→ Extrait du document
☆ ☆ ☆ ☆ ☆
Quatrième de couverture :

Il y a soixante ans, le 25 novembre 1959, disparaissait Gérard Philipe. Il avait trente-six ans. Juste avant sa mort, ignorant la gravité de son mal, il annotait encore des tragédies grecques, rêvait d’incarner Hamlet et se préparait à devenir, au cinéma, l’Edmond Dantès du Comte de Monte-Cristo. C’est qu’il croyait avoir la vie devant lui. Du dernier été à Ramatuelle au dernier hiver parisien, semaine après semaine, jour après jour, l’acteur le plus accompli de sa génération se préparait, en vérité, à son plus grand rôle, celui d’un éternel jeune homme.

J’ai lu ce livre il y a quelques semaines et je m’empresse de publier un petit billet avant la fin de l’hiver. Vous l’aurez compris, l’anniversaire de la mort de Gérard Philipe il y a un peu plus de soixante ans a été l’occasion pour Jérôme Garcin d’évoquer la flamboyante carrière de celui qui a ressuscité le personnage du Cid et qui a incarné sur scène et au cinéma tant de héros jeunes, fougueux, impétueux, engagés comme il l’était lui-même dans la vie. C’est un destin passionnant à retrouver ou à découvrir, un élan coupé en pleine jeunesse par une maladie foudroyante.
☆ ☆ ☆ ☆ ☆
→ Données fournies

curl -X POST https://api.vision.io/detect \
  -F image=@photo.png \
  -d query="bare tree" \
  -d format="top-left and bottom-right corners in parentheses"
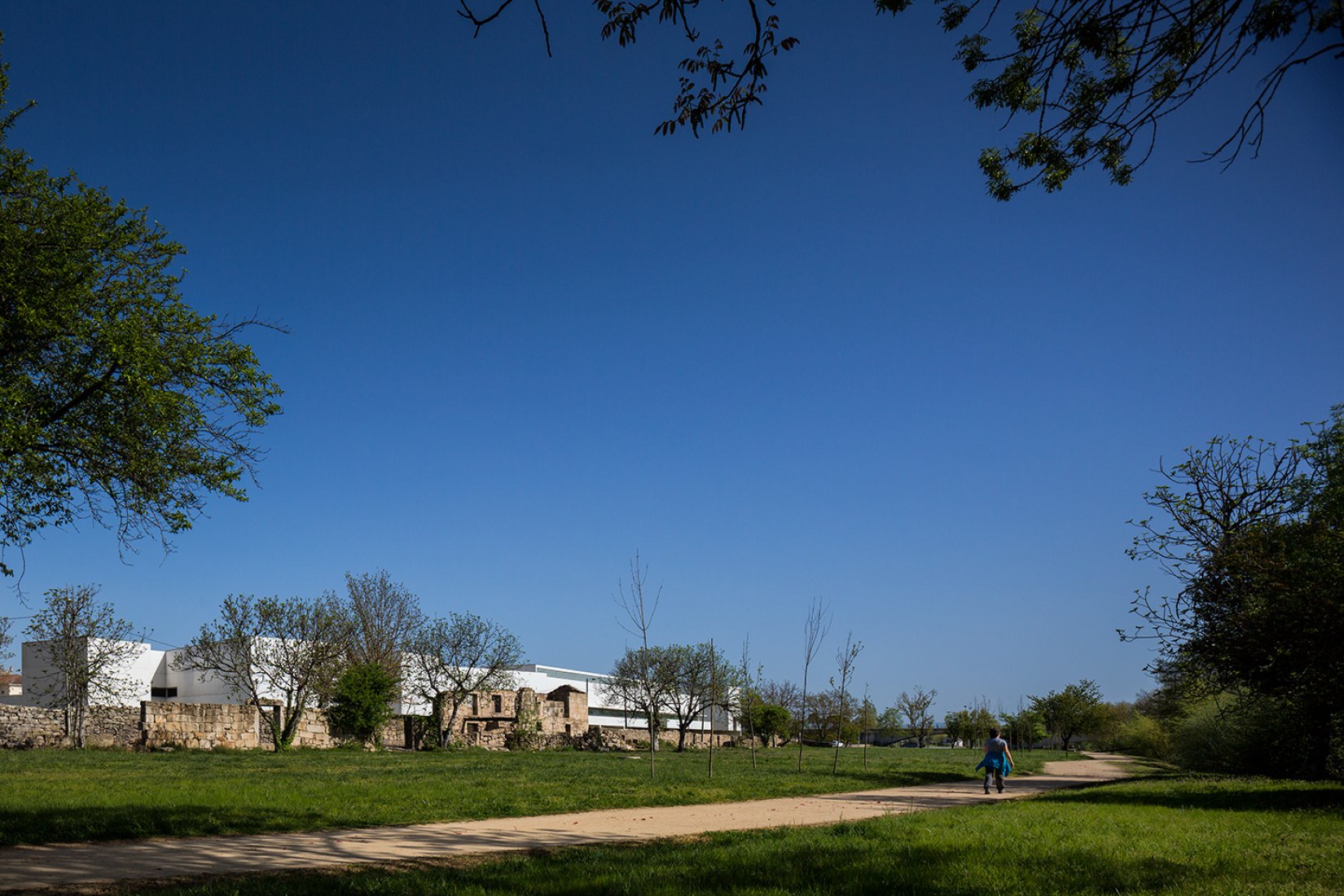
top-left (0, 617), bottom-right (14, 669)
top-left (601, 646), bottom-right (678, 758)
top-left (173, 595), bottom-right (349, 753)
top-left (616, 551), bottom-right (662, 778)
top-left (656, 641), bottom-right (731, 753)
top-left (831, 631), bottom-right (863, 775)
top-left (338, 569), bottom-right (424, 679)
top-left (24, 584), bottom-right (148, 747)
top-left (895, 685), bottom-right (938, 747)
top-left (410, 613), bottom-right (523, 747)
top-left (798, 598), bottom-right (831, 771)
top-left (738, 635), bottom-right (765, 768)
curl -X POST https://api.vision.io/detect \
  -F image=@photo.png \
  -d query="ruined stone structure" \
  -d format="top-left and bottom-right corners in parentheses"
top-left (453, 685), bottom-right (589, 749)
top-left (0, 685), bottom-right (589, 749)
top-left (0, 704), bottom-right (140, 749)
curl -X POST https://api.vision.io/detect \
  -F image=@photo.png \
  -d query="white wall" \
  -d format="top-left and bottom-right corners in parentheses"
top-left (13, 638), bottom-right (163, 706)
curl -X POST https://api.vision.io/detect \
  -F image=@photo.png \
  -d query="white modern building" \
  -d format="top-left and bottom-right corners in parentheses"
top-left (0, 642), bottom-right (736, 732)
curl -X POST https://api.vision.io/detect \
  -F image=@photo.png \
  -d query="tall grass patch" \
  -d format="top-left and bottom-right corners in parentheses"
top-left (0, 749), bottom-right (1069, 845)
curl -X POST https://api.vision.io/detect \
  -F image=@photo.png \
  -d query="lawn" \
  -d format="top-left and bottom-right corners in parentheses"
top-left (110, 776), bottom-right (1344, 896)
top-left (0, 749), bottom-right (1061, 846)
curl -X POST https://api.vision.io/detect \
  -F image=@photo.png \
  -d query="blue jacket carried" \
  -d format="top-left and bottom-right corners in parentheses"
top-left (976, 749), bottom-right (1012, 776)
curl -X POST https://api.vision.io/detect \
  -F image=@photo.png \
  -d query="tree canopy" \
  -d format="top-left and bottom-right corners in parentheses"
top-left (1121, 406), bottom-right (1344, 775)
top-left (0, 42), bottom-right (281, 575)
top-left (459, 0), bottom-right (1344, 200)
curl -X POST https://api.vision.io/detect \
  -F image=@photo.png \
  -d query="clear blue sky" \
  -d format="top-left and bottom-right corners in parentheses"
top-left (0, 0), bottom-right (1344, 714)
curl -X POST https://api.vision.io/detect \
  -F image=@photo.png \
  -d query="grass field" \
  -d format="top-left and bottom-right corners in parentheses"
top-left (0, 749), bottom-right (1059, 846)
top-left (117, 776), bottom-right (1344, 896)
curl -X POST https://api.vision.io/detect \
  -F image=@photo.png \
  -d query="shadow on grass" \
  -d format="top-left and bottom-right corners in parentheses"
top-left (1051, 775), bottom-right (1344, 813)
top-left (115, 826), bottom-right (1193, 896)
top-left (0, 806), bottom-right (324, 846)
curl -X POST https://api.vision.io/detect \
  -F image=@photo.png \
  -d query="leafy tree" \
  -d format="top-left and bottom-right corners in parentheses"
top-left (664, 643), bottom-right (740, 753)
top-left (894, 687), bottom-right (938, 747)
top-left (1122, 406), bottom-right (1344, 776)
top-left (24, 584), bottom-right (148, 749)
top-left (409, 613), bottom-right (523, 747)
top-left (1004, 708), bottom-right (1046, 749)
top-left (942, 709), bottom-right (974, 745)
top-left (1028, 679), bottom-right (1105, 749)
top-left (449, 0), bottom-right (1344, 200)
top-left (601, 646), bottom-right (678, 758)
top-left (173, 595), bottom-right (349, 753)
top-left (761, 679), bottom-right (802, 743)
top-left (0, 47), bottom-right (279, 575)
top-left (336, 569), bottom-right (424, 679)
top-left (751, 703), bottom-right (793, 745)
top-left (327, 662), bottom-right (401, 745)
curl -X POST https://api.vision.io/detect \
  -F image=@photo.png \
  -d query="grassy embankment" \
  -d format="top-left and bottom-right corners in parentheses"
top-left (118, 776), bottom-right (1344, 896)
top-left (0, 749), bottom-right (1059, 846)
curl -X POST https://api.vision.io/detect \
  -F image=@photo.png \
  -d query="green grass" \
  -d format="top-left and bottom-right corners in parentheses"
top-left (0, 749), bottom-right (1059, 846)
top-left (108, 776), bottom-right (1344, 896)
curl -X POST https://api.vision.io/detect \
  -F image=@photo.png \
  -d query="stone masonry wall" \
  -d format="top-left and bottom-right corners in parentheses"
top-left (85, 706), bottom-right (140, 747)
top-left (0, 705), bottom-right (140, 749)
top-left (140, 701), bottom-right (270, 749)
top-left (0, 705), bottom-right (66, 749)
top-left (0, 687), bottom-right (589, 749)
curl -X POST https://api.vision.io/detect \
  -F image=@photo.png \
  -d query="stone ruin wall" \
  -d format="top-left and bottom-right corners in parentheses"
top-left (453, 687), bottom-right (589, 749)
top-left (0, 704), bottom-right (140, 749)
top-left (0, 687), bottom-right (615, 749)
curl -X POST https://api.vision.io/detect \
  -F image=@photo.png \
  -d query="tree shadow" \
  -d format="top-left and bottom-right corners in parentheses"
top-left (1051, 775), bottom-right (1344, 813)
top-left (0, 806), bottom-right (329, 846)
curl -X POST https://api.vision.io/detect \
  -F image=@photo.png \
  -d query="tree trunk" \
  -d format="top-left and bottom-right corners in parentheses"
top-left (438, 699), bottom-right (464, 747)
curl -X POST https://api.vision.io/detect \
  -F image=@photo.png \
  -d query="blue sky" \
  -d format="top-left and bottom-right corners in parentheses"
top-left (0, 2), bottom-right (1344, 714)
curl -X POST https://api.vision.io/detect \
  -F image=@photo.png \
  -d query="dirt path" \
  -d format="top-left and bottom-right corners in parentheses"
top-left (0, 753), bottom-right (1127, 892)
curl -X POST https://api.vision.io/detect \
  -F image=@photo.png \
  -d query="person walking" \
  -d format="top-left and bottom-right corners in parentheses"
top-left (976, 728), bottom-right (1012, 794)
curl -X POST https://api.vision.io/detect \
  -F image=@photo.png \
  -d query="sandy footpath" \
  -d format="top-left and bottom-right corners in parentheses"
top-left (0, 753), bottom-right (1127, 892)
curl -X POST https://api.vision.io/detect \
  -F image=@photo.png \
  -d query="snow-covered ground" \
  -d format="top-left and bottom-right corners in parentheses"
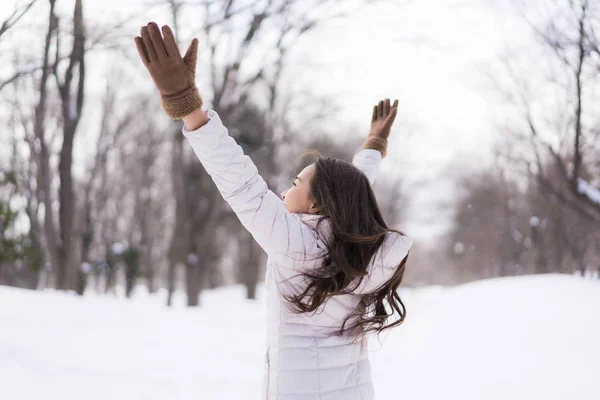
top-left (0, 275), bottom-right (600, 400)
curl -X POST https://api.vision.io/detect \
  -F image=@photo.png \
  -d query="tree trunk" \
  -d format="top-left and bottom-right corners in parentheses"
top-left (54, 0), bottom-right (85, 290)
top-left (185, 259), bottom-right (204, 307)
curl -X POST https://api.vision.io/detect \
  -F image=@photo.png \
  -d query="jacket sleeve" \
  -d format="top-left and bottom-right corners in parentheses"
top-left (183, 110), bottom-right (321, 256)
top-left (352, 149), bottom-right (383, 185)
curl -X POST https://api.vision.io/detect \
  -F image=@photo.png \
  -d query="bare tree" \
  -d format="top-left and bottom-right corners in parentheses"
top-left (510, 0), bottom-right (600, 223)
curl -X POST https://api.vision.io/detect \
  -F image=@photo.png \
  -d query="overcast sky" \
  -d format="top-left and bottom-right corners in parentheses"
top-left (0, 0), bottom-right (530, 244)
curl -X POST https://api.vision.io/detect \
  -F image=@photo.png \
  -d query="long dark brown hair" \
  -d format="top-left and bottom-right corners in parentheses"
top-left (284, 157), bottom-right (408, 340)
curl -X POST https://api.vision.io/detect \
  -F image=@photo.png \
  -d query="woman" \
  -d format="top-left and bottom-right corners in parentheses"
top-left (135, 23), bottom-right (412, 400)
☆ ☆ ☆ ☆ ☆
→ Énoncé
Relevez tous les adjectifs que l'extrait emploie pour qualifier les héros incarnés par Gérard Philipe sur scène et au cinéma. Les données n'ont aucun rapport avec l'extrait.

→ Réponse
jeunes, fougueux, impétueux, engagés